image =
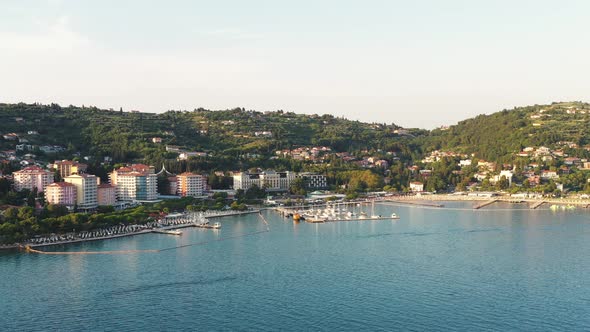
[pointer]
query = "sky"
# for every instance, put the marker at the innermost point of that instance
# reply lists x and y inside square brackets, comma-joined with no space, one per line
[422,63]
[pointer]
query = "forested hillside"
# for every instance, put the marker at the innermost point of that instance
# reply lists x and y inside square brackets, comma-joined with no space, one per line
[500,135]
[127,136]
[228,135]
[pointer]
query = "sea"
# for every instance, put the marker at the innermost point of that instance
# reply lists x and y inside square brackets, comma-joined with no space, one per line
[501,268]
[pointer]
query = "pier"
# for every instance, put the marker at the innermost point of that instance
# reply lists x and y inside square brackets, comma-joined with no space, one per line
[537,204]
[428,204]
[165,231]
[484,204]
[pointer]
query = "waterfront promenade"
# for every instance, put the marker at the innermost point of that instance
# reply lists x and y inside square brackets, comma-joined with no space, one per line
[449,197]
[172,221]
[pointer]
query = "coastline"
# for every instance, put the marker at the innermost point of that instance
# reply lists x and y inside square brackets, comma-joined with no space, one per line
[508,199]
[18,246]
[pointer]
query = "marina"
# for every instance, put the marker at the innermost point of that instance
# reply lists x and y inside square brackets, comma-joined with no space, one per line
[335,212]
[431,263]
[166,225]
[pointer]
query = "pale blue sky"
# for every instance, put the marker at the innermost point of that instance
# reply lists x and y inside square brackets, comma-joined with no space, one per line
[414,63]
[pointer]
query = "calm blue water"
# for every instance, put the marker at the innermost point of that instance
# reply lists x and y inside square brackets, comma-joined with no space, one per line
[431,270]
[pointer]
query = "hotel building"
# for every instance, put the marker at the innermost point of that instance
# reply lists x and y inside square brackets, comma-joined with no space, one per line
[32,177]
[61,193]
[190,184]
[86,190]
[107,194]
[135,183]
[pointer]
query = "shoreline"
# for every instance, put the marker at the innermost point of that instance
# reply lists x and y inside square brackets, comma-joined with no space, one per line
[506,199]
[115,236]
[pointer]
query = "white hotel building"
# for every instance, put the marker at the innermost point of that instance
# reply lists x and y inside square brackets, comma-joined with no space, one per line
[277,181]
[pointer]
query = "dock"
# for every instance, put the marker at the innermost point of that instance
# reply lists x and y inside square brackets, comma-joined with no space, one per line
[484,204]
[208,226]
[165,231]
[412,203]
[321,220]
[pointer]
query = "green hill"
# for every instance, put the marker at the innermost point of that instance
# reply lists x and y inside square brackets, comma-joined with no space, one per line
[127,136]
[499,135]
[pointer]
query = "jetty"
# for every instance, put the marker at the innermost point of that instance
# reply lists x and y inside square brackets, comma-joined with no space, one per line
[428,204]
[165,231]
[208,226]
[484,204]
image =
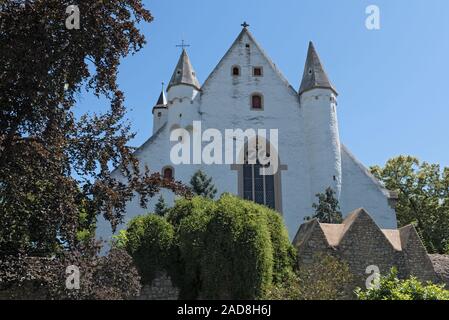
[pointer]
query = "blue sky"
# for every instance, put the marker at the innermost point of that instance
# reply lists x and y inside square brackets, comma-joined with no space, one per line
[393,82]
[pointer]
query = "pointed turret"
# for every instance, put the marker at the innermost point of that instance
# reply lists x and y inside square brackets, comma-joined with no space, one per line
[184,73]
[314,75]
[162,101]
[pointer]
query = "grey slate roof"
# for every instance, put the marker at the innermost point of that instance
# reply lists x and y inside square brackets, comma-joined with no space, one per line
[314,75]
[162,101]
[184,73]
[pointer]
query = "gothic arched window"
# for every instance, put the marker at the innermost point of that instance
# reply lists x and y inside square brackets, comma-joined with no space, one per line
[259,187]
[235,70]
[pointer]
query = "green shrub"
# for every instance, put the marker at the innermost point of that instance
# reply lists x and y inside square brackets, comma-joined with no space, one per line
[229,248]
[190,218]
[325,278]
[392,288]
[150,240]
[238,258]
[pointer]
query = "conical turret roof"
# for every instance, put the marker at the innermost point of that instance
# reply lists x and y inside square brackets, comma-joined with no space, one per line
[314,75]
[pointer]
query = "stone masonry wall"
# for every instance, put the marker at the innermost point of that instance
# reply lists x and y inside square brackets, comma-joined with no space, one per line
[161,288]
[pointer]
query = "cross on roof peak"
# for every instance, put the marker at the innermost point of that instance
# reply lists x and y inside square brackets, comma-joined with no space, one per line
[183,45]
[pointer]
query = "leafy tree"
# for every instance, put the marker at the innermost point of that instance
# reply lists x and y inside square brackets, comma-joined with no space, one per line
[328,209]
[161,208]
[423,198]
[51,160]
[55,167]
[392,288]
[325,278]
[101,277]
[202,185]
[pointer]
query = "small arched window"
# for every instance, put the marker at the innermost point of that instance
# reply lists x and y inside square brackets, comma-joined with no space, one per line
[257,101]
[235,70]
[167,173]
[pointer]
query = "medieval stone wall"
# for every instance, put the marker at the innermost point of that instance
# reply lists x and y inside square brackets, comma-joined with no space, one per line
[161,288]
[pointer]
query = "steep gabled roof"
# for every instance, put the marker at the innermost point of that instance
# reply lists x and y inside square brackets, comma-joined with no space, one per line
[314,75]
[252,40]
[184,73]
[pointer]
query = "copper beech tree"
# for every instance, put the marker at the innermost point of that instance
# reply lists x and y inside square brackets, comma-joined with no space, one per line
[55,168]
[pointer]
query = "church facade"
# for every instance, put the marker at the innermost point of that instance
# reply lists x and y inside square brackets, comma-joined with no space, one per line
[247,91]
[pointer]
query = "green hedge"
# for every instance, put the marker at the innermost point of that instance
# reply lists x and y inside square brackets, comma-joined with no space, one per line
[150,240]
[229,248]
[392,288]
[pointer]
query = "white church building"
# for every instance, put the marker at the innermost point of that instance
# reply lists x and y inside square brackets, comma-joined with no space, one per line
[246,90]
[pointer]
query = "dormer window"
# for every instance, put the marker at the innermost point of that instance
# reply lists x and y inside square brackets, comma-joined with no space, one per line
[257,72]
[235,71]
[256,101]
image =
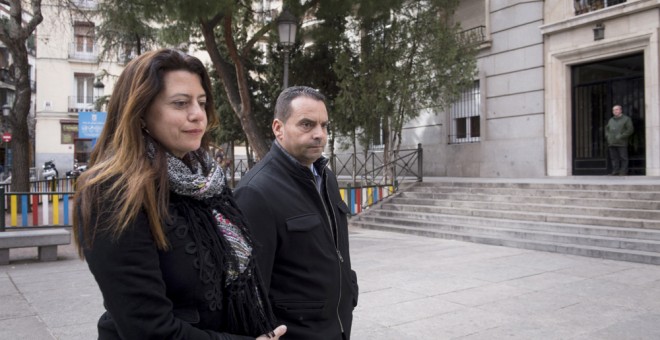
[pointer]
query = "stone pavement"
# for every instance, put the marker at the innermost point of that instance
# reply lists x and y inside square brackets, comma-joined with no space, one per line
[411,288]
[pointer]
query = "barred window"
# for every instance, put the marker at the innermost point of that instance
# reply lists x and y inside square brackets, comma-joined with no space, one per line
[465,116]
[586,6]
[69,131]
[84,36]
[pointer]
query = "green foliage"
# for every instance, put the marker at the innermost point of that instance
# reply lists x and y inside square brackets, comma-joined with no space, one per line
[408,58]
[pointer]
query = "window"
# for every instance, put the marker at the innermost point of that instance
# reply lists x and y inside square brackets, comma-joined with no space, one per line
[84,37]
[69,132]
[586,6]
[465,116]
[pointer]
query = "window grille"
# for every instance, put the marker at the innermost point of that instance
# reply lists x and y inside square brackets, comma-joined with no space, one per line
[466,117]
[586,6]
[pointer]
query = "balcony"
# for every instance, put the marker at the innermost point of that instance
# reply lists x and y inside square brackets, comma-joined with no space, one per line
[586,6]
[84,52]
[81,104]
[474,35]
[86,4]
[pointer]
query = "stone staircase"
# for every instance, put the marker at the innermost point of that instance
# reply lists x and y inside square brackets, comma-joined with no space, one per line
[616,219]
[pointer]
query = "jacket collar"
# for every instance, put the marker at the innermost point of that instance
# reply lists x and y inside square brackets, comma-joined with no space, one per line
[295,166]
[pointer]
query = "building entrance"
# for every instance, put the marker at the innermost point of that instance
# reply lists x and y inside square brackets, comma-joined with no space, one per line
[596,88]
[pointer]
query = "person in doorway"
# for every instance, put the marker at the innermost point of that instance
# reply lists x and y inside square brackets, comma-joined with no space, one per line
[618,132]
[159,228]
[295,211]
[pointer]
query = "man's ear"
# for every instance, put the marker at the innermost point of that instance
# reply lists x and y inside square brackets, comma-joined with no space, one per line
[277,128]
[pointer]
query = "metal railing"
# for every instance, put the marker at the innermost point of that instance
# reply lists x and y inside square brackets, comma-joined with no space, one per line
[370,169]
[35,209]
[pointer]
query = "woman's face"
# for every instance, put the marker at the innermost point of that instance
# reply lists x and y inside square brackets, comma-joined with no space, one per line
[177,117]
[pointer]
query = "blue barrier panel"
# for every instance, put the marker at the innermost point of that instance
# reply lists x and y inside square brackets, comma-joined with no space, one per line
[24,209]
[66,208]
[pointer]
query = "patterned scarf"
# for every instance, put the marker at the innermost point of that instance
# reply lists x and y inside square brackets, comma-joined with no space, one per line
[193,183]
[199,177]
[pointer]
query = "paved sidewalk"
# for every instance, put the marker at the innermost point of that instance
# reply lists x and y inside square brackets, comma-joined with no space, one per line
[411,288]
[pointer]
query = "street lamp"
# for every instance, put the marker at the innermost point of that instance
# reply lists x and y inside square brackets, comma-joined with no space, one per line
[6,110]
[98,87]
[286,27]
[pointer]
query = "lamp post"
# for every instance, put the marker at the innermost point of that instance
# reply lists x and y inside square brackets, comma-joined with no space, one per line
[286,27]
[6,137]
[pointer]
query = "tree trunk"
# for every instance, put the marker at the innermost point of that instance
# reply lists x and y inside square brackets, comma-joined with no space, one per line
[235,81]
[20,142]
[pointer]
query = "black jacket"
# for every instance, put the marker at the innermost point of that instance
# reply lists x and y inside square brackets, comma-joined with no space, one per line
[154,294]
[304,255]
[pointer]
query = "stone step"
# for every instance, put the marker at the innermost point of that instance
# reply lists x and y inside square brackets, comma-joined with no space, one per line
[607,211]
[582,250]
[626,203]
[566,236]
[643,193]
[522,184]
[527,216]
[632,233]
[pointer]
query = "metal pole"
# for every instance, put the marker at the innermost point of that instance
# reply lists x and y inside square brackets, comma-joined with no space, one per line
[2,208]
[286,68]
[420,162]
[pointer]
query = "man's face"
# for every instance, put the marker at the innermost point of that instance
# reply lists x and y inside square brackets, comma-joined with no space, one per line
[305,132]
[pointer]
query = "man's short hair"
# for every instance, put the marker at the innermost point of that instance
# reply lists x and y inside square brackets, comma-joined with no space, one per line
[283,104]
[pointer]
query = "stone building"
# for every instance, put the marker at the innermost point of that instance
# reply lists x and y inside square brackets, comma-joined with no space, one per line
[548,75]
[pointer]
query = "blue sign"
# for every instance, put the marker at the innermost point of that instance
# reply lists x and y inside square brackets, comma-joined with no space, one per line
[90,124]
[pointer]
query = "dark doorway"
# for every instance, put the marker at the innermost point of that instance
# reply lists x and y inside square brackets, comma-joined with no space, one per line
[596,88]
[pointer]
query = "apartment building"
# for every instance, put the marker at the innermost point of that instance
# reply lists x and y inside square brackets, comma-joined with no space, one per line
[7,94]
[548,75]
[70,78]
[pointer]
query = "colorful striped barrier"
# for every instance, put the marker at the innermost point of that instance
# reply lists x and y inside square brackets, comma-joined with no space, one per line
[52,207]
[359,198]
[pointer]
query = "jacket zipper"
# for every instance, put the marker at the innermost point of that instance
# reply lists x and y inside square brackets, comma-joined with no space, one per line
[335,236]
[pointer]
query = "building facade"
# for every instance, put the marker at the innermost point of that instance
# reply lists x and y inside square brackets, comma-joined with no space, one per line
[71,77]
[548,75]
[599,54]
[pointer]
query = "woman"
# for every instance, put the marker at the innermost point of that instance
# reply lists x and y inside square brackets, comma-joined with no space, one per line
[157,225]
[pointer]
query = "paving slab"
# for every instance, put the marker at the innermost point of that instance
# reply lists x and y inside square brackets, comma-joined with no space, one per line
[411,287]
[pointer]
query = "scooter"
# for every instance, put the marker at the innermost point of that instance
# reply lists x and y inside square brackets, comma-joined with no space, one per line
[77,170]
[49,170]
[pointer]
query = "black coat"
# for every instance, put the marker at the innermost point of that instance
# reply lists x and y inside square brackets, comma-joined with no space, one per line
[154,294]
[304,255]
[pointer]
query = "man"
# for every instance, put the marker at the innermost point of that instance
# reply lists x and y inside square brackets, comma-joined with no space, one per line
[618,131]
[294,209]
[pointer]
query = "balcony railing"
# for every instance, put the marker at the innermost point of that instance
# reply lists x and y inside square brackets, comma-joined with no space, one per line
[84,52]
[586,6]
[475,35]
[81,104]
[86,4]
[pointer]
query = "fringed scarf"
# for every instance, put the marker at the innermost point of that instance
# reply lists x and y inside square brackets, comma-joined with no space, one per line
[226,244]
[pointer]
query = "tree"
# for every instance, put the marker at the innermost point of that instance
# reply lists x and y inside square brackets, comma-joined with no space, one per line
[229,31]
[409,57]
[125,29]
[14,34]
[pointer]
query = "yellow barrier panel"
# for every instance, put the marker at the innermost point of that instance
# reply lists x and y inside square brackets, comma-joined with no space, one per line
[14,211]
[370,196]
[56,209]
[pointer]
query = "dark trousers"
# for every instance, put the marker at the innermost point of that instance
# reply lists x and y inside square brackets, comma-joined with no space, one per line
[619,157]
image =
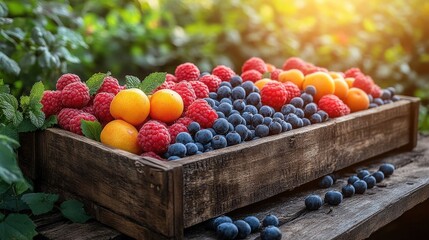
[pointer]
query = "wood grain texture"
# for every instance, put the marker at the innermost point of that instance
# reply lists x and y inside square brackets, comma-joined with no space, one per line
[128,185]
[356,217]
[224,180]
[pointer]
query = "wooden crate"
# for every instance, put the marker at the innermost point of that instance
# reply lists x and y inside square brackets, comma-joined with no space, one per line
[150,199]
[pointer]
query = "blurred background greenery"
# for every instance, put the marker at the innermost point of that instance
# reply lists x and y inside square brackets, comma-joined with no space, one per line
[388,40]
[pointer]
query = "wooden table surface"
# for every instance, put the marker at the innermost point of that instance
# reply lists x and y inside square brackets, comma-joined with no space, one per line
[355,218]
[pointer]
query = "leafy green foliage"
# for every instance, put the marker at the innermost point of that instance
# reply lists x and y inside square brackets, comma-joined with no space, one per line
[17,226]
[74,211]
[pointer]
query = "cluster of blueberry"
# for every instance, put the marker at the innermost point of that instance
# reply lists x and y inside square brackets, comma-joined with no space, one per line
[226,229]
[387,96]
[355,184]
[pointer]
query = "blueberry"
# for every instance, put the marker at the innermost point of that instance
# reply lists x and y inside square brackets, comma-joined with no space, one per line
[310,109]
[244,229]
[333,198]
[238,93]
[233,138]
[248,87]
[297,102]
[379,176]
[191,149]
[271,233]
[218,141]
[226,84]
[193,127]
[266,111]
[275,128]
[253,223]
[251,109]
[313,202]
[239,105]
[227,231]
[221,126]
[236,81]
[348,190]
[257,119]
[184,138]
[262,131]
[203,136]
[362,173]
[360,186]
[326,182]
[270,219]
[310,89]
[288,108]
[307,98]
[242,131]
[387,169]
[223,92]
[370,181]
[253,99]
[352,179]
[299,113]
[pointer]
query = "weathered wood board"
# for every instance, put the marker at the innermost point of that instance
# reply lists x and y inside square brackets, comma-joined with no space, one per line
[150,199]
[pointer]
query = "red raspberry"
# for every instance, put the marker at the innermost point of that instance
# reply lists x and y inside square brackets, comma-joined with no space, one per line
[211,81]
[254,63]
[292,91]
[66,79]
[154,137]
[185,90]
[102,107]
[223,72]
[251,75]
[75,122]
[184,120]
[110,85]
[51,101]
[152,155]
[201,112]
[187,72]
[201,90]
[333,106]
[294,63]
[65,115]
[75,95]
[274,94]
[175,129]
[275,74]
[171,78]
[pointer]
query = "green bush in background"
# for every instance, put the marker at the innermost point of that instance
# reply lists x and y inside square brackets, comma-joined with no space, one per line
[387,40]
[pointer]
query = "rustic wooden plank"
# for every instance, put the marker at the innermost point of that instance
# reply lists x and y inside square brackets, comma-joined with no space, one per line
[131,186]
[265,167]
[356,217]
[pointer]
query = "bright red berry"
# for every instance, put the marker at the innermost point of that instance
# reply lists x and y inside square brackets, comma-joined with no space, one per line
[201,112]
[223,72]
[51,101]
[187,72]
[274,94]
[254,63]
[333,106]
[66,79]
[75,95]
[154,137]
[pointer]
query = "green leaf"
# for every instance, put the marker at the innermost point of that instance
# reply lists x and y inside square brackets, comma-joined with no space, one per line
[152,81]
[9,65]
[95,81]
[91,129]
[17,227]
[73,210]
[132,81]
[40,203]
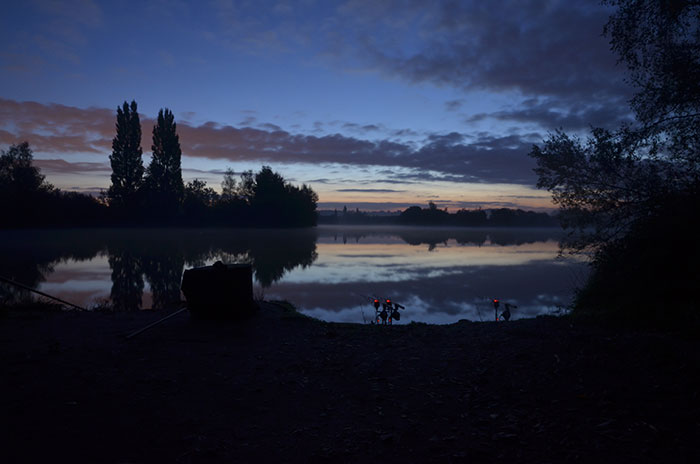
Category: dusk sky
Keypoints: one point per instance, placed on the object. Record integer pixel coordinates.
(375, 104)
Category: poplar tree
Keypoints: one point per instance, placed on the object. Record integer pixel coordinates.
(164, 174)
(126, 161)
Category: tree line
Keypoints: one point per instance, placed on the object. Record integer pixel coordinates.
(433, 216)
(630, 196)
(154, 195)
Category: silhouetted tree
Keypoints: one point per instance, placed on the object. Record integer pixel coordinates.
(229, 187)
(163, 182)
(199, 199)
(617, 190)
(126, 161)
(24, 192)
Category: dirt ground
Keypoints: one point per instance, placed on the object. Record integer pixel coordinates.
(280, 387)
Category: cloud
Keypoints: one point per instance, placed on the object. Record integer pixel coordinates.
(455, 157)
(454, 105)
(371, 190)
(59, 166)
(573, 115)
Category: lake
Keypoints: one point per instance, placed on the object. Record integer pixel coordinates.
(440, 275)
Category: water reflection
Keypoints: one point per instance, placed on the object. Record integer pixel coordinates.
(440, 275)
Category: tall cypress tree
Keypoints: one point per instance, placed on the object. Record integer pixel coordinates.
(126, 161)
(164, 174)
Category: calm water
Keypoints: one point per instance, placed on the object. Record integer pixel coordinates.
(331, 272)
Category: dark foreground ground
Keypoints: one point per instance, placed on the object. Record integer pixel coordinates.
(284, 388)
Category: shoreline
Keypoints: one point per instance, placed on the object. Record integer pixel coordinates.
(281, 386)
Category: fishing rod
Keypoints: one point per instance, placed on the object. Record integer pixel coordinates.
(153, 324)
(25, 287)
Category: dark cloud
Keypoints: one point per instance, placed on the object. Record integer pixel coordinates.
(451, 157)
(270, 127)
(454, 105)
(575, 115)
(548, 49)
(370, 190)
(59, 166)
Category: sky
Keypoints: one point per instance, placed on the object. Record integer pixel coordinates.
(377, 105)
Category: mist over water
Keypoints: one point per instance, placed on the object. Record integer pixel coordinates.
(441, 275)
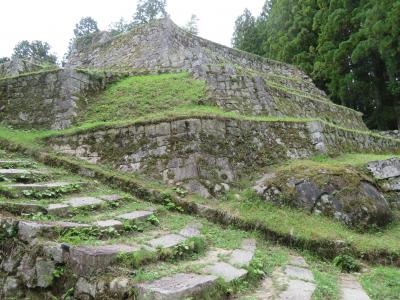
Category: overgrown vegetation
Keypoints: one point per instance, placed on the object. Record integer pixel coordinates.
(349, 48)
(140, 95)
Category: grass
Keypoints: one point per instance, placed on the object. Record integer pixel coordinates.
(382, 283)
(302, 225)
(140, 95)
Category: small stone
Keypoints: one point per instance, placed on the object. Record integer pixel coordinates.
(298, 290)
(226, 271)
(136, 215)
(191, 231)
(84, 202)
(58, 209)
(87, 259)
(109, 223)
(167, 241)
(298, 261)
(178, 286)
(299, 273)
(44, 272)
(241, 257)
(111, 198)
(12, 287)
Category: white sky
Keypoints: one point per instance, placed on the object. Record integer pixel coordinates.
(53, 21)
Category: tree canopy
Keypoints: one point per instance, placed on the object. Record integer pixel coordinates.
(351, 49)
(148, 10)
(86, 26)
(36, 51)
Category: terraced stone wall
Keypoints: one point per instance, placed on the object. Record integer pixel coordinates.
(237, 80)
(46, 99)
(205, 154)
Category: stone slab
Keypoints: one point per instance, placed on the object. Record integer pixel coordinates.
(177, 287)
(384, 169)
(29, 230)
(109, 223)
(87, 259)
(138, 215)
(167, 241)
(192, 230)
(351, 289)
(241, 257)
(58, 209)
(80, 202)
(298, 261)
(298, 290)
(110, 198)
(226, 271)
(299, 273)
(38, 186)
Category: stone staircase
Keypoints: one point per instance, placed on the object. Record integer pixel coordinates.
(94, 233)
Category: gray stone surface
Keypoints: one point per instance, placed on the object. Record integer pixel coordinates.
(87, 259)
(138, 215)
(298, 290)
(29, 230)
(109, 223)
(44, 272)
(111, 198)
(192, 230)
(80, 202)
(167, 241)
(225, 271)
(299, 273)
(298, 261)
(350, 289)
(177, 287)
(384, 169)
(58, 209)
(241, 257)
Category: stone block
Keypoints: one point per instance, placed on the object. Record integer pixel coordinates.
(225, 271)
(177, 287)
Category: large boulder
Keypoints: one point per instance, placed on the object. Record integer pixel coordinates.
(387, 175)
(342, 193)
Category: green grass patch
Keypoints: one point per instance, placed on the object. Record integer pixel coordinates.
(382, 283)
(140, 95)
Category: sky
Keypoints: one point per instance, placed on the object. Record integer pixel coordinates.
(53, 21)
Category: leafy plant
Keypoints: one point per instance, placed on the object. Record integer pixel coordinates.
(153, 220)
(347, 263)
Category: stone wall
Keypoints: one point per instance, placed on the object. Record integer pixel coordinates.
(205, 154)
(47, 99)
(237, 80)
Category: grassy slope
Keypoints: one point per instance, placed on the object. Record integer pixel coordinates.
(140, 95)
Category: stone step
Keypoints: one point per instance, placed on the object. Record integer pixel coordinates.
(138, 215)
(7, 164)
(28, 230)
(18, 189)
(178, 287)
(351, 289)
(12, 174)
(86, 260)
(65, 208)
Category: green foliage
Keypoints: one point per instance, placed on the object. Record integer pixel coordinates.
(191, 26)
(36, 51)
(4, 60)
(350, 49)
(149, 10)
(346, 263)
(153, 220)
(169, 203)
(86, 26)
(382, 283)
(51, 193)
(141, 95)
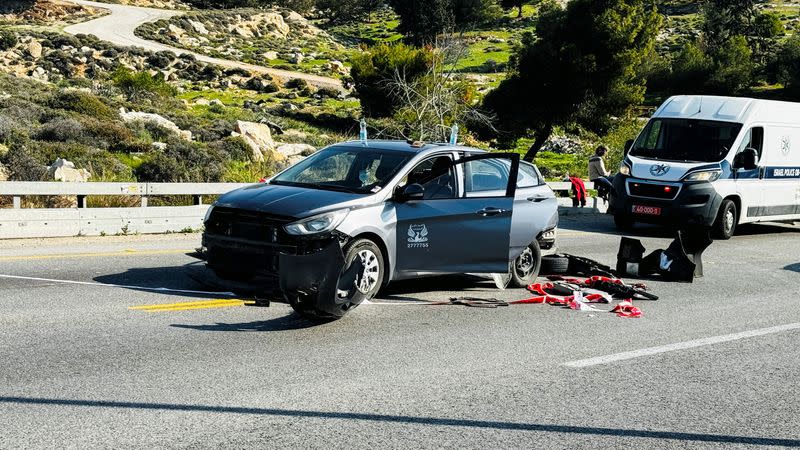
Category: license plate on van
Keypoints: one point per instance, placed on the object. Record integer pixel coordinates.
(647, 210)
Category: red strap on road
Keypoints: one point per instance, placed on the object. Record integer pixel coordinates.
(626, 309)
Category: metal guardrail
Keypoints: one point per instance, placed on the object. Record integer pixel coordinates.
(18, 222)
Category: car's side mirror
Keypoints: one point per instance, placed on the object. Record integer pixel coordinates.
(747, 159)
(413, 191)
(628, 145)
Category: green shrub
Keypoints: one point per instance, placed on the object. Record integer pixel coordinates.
···
--- Objective ---
Your task is to extract the lines running from the one with "Category: license plate on van" to the end of the material, inclusive, copying each exactly and adding nothing.

--- The solution ---
Category: license plate on van
Keypoints: one point per instance, placed on the object. Record integer pixel coordinates.
(647, 210)
Category: red strap on road
Keypoints: one point per instance, placed on the object. Record integer pixel coordinates.
(626, 309)
Category: metal guardrail
Keypoints: one point per instance, placed on the object. Record integer pixel coordinates.
(18, 222)
Category: car's side mirror
Keypoints: one point per instance, placed on the object. Record integer pixel coordinates.
(747, 159)
(413, 191)
(628, 145)
Category: green shrub
Keypoints: one point per instance, placed on the object. Record integer pixel coordinates.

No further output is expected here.